[Extracted data entries]
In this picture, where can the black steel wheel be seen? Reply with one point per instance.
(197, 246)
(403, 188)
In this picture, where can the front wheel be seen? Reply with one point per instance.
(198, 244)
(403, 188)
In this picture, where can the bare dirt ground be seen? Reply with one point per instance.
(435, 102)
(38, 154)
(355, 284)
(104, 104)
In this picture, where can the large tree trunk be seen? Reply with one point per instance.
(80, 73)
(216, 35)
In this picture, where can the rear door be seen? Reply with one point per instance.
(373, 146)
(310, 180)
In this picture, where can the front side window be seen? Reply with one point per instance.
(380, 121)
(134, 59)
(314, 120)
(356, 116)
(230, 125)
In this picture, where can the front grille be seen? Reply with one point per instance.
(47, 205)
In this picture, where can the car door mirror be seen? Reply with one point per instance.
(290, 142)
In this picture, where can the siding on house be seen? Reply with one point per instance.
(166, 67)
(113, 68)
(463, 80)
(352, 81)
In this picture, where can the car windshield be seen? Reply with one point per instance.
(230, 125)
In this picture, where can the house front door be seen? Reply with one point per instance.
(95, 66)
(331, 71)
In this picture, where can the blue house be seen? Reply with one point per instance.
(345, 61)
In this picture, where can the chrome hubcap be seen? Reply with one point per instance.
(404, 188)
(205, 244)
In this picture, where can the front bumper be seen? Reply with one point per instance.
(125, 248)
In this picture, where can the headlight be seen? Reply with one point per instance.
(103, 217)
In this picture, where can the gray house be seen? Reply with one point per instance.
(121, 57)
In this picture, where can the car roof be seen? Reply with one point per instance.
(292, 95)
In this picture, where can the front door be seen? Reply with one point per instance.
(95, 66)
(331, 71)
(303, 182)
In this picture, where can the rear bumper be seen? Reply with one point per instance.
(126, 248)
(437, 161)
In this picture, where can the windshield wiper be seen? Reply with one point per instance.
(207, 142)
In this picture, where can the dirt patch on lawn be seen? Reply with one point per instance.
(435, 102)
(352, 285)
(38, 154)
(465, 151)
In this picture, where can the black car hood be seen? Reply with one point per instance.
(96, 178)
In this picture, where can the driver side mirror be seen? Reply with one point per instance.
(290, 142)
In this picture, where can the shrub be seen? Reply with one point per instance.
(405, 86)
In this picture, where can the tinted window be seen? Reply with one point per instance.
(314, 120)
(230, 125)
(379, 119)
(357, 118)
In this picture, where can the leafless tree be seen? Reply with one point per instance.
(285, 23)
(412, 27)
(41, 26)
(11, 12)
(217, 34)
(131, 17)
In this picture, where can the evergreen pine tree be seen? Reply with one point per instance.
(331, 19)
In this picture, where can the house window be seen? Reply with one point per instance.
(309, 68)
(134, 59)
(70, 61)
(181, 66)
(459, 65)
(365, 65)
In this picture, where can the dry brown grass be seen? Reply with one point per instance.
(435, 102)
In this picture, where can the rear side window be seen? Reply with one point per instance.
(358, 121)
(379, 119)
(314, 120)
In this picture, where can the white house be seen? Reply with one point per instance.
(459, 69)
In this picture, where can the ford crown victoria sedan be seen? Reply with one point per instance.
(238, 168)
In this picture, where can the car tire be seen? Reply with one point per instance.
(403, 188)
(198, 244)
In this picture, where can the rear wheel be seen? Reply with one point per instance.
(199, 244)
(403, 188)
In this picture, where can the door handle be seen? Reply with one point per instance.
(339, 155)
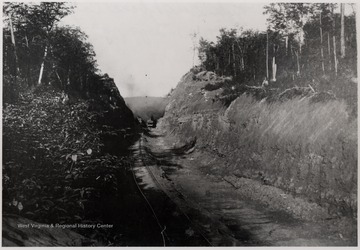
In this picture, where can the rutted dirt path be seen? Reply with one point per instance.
(221, 210)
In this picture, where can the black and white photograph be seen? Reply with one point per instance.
(179, 124)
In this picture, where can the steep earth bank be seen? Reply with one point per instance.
(61, 161)
(302, 142)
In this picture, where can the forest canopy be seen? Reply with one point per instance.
(304, 44)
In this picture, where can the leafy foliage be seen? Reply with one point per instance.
(55, 165)
(290, 48)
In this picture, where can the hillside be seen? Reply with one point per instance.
(146, 106)
(66, 131)
(298, 140)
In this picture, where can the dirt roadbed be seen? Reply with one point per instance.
(231, 210)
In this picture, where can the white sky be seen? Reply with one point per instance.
(147, 47)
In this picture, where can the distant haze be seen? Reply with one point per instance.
(147, 47)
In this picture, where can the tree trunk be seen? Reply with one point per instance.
(234, 64)
(16, 69)
(298, 63)
(42, 66)
(321, 47)
(334, 41)
(342, 41)
(274, 69)
(329, 52)
(267, 55)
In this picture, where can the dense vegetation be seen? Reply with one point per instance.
(65, 125)
(304, 44)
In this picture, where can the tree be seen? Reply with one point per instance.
(33, 23)
(342, 39)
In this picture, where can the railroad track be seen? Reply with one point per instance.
(162, 228)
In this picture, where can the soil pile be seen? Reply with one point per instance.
(298, 140)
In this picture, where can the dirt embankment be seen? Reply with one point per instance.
(305, 144)
(59, 164)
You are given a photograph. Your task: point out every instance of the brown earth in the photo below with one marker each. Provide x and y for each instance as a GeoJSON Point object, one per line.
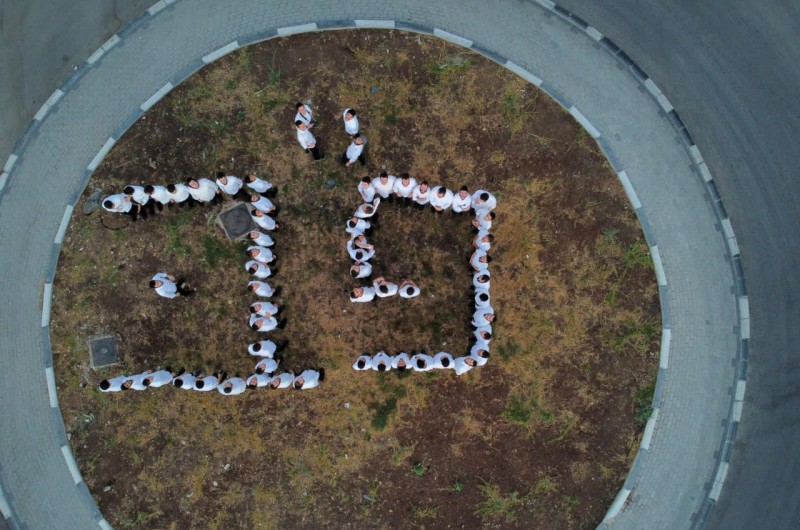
{"type": "Point", "coordinates": [542, 437]}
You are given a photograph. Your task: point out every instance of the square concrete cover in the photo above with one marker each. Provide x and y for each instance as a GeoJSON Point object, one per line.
{"type": "Point", "coordinates": [103, 351]}
{"type": "Point", "coordinates": [236, 221]}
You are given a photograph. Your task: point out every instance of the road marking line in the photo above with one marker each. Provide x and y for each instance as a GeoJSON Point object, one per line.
{"type": "Point", "coordinates": [155, 98]}
{"type": "Point", "coordinates": [524, 74]}
{"type": "Point", "coordinates": [455, 39]}
{"type": "Point", "coordinates": [578, 115]}
{"type": "Point", "coordinates": [225, 50]}
{"type": "Point", "coordinates": [47, 299]}
{"type": "Point", "coordinates": [101, 154]}
{"type": "Point", "coordinates": [51, 387]}
{"type": "Point", "coordinates": [376, 24]}
{"type": "Point", "coordinates": [292, 30]}
{"type": "Point", "coordinates": [71, 464]}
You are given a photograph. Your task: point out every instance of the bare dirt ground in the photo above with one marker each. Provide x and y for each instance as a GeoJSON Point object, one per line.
{"type": "Point", "coordinates": [542, 437]}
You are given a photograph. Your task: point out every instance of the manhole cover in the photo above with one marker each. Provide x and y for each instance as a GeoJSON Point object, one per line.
{"type": "Point", "coordinates": [103, 351]}
{"type": "Point", "coordinates": [236, 221]}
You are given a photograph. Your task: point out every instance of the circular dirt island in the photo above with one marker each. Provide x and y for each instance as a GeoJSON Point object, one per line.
{"type": "Point", "coordinates": [542, 436]}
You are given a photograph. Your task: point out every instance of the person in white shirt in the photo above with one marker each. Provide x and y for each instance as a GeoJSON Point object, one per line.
{"type": "Point", "coordinates": [480, 352]}
{"type": "Point", "coordinates": [462, 201]}
{"type": "Point", "coordinates": [264, 309]}
{"type": "Point", "coordinates": [483, 219]}
{"type": "Point", "coordinates": [308, 379]}
{"type": "Point", "coordinates": [179, 194]}
{"type": "Point", "coordinates": [261, 239]}
{"type": "Point", "coordinates": [263, 324]}
{"type": "Point", "coordinates": [463, 364]}
{"type": "Point", "coordinates": [184, 381]}
{"type": "Point", "coordinates": [166, 286]}
{"type": "Point", "coordinates": [258, 269]}
{"type": "Point", "coordinates": [261, 288]}
{"type": "Point", "coordinates": [483, 241]}
{"type": "Point", "coordinates": [364, 362]}
{"type": "Point", "coordinates": [422, 362]}
{"type": "Point", "coordinates": [203, 190]}
{"type": "Point", "coordinates": [362, 294]}
{"type": "Point", "coordinates": [283, 380]}
{"type": "Point", "coordinates": [361, 270]}
{"type": "Point", "coordinates": [441, 198]}
{"type": "Point", "coordinates": [483, 317]}
{"type": "Point", "coordinates": [356, 226]}
{"type": "Point", "coordinates": [365, 211]}
{"type": "Point", "coordinates": [115, 384]}
{"type": "Point", "coordinates": [401, 362]}
{"type": "Point", "coordinates": [350, 121]}
{"type": "Point", "coordinates": [480, 280]}
{"type": "Point", "coordinates": [232, 386]}
{"type": "Point", "coordinates": [384, 289]}
{"type": "Point", "coordinates": [230, 184]}
{"type": "Point", "coordinates": [258, 380]}
{"type": "Point", "coordinates": [260, 202]}
{"type": "Point", "coordinates": [304, 115]}
{"type": "Point", "coordinates": [266, 365]}
{"type": "Point", "coordinates": [421, 194]}
{"type": "Point", "coordinates": [355, 151]}
{"type": "Point", "coordinates": [482, 300]}
{"type": "Point", "coordinates": [261, 254]}
{"type": "Point", "coordinates": [257, 185]}
{"type": "Point", "coordinates": [366, 189]}
{"type": "Point", "coordinates": [384, 184]}
{"type": "Point", "coordinates": [159, 194]}
{"type": "Point", "coordinates": [264, 348]}
{"type": "Point", "coordinates": [480, 260]}
{"type": "Point", "coordinates": [443, 361]}
{"type": "Point", "coordinates": [408, 289]}
{"type": "Point", "coordinates": [307, 140]}
{"type": "Point", "coordinates": [404, 186]}
{"type": "Point", "coordinates": [484, 200]}
{"type": "Point", "coordinates": [381, 362]}
{"type": "Point", "coordinates": [263, 220]}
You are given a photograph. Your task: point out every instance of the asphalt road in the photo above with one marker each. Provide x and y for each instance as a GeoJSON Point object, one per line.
{"type": "Point", "coordinates": [732, 69]}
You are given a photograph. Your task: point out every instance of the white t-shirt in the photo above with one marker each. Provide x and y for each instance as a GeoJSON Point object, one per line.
{"type": "Point", "coordinates": [262, 288]}
{"type": "Point", "coordinates": [264, 221]}
{"type": "Point", "coordinates": [121, 203]}
{"type": "Point", "coordinates": [489, 204]}
{"type": "Point", "coordinates": [262, 271]}
{"type": "Point", "coordinates": [351, 125]}
{"type": "Point", "coordinates": [264, 254]}
{"type": "Point", "coordinates": [232, 386]}
{"type": "Point", "coordinates": [384, 189]}
{"type": "Point", "coordinates": [367, 296]}
{"type": "Point", "coordinates": [404, 190]}
{"type": "Point", "coordinates": [441, 202]}
{"type": "Point", "coordinates": [205, 191]}
{"type": "Point", "coordinates": [267, 348]}
{"type": "Point", "coordinates": [462, 204]}
{"type": "Point", "coordinates": [232, 186]}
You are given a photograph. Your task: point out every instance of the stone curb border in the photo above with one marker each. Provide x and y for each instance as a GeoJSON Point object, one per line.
{"type": "Point", "coordinates": [714, 487]}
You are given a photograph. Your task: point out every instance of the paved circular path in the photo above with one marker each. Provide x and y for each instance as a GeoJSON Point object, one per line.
{"type": "Point", "coordinates": [680, 468]}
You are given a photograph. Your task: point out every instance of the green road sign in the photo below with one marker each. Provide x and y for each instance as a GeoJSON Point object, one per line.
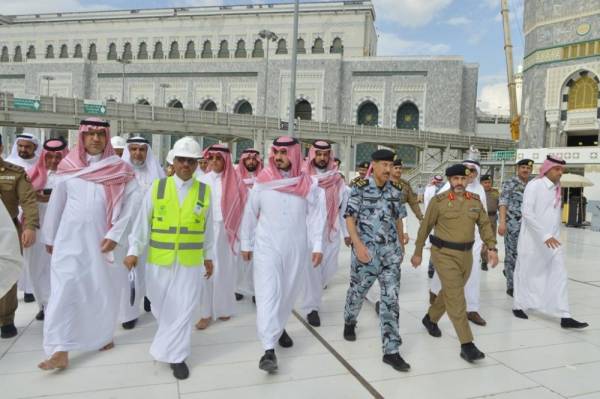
{"type": "Point", "coordinates": [26, 104]}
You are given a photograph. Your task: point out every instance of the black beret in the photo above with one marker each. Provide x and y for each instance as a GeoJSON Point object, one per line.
{"type": "Point", "coordinates": [383, 155]}
{"type": "Point", "coordinates": [457, 170]}
{"type": "Point", "coordinates": [525, 161]}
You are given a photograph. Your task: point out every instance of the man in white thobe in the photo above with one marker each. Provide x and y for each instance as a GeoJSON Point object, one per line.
{"type": "Point", "coordinates": [139, 155]}
{"type": "Point", "coordinates": [321, 166]}
{"type": "Point", "coordinates": [229, 194]}
{"type": "Point", "coordinates": [285, 210]}
{"type": "Point", "coordinates": [174, 285]}
{"type": "Point", "coordinates": [88, 212]}
{"type": "Point", "coordinates": [540, 275]}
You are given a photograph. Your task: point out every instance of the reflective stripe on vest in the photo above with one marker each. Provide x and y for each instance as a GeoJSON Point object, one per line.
{"type": "Point", "coordinates": [177, 231]}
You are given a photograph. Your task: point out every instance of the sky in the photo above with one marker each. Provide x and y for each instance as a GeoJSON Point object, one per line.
{"type": "Point", "coordinates": [468, 28]}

# WHAT NEEDS TO BE DONE
Write out an exact transcription of the line with "of the reflective" and of each line after it; stop at the end of the records.

# SOLUTION
You are given a photograph. Your task: point out every instance of the reflective stripe on vest in the photo above with one marker each. Provide x and y for each instance as a GeoJSON Point object, one per line.
{"type": "Point", "coordinates": [177, 231]}
You are given a photograph. Your task: point out every instance of the sky in the photo above with one marker each. Provide x and y for each instance as a GeoJSON Point object, one per line.
{"type": "Point", "coordinates": [468, 28]}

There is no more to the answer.